Der britische GUARDIAN kommentiert: "Trumps chaotische, launische Haltung erschwert es Selenskyjs standhafteren Verbündeten herauszufinden, wozu ihre Koalition tatsächlich bereit sein könnte. Es ist eine Überlebensfrage für die Ukraine, aber auch eine existenzielle Herausforderung für alle Demokratien des Kontinents. Sollte Europa nach strategischer Autonomie streben, weil Washington unzuverlässig ist? Oder sind militärische Abschreckung und Selbstverteidigung ohne die USA so ferne Ziele, dass die eigentliche Aufgabe darin besteht, die Höhe der Schutzgelder zu kennen, die ein krimineller Präsident verlangt - und sie zu zahlen? Die schwierige Antwort lautet: beides. Man muss hoffen, den Verrat Trumps verhindern zu können und sich gleichzeitig darauf vorbereiten", mahnt der GUARDIAN aus London.
Israels Premierminister Netanjahu hat US-Präsident Trump für den Friedensnobelpreis vorgeschlagen. LIANHE BAO aus Taipeh urteilt: "Die Geschichte, Friedensnobelpreis an die amerikanischen politisch Verantwortlichen zu verleihen, sollte sich nicht wieder wiederholen. Kissinger, der den Vietnamkrieg intensiviert hat, und Obama, der keinen Krieg gestoppt und den Weltfrieden nicht vorangetrieben hat, sind eine bittere Lektion", heißt es in LIANHE BAO aus Taiwan.
Das Vorgehen Israels im Gazastreifen kommentiert die niederländische Zeitung DE VOLKSKRANT: "Es wird immer deutlicher, was Israel im Nachkriegs-Gaza vorhat: ethnische Säuberung. Einem Plan von Verteidigungsminister Katz zufolge soll auf den Ruinen von Rafah eine 'humanitäre Stadt' entstehen, in der 600.000 Menschen aus dem Gazastreifen zusammengepfercht werden. So will Israel die Hamas von der normalen Bevölkerung trennen. Doch die Absicht dahinter ist klar: Das Leben in Gaza soll so unerträglich werden, dass viele Bewohner weggehen wollen. Für Israel ist die Zweistaatenlösung, die international oft als einziger Ausweg gesehen wird, eine Illusion. Die Palästinenser sollen weg", folgert DE VOLKSKRANT aus Amsterdam
Die israelische Zeitung HAARETZ kritisiert: "Netanjahu wirbt in Washington für diesen verdrehten Plan, wo er unter Beleidigung der Intelligenz der ganzen Welt erklärte: 'Das nennt man freie Wahl. Wenn die Menschen bleiben wollen, können sie bleiben; aber wenn sie gehen wollen, sollten sie gehen können.' Der Premierminister fügte ohne jede Scham hinzu, Gaza solle 'kein Gefängnis sein. Es sollte ein offener Ort sein.' Nur in einer verzerrten Realität kann man von freiem Willen sprechen im Zusammenhang mit Menschen, die die letzten 20 Monate unter Dauerbombardements, Hunger, Wasser-, Strom- und Medikamentenmangel verbracht haben", stellt HAARETZ aus Tel Aviv fest.

====

Ziel
Schreiben Sie aus der Presseschau oben die Stelle ab, die bei den Worten "Israels Premierminister Netanjahu" beginnt, und hören Sie nach "BAO aus Taiwan." auf. Die Zeilen haben mit der Presseschau oben nichts zu tun.

Gespeicherte Daten
====

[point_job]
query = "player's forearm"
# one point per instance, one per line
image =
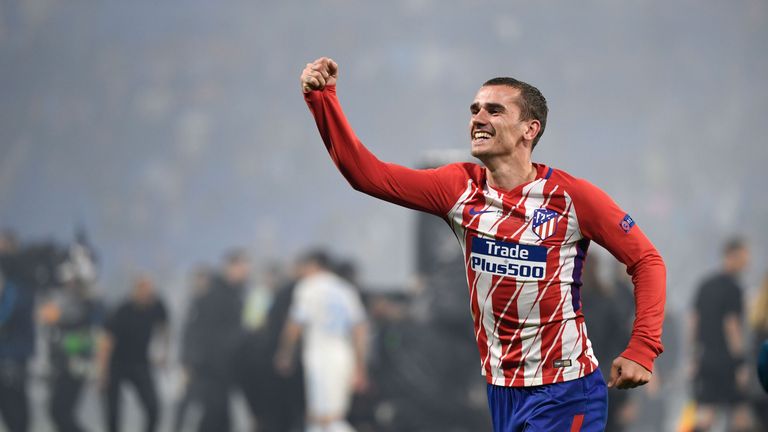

====

Ergebnis der Übung
Israels Premierminister Netanjahu hat US-Präsident Trump für den Friedensnobelpreis vorgeschlagen. LIANHE BAO aus Taipeh urteilt: "Die Geschichte, Friedensnobelpreis an die amerikanischen politisch Verantwortlichen zu verleihen, sollte sich nicht wieder wiederholen. Kissinger, der den Vietnamkrieg intensiviert hat, und Obama, der keinen Krieg gestoppt und den Weltfrieden nicht vorangetrieben hat, sind eine bittere Lektion", heißt es in LIANHE BAO aus Taiwan.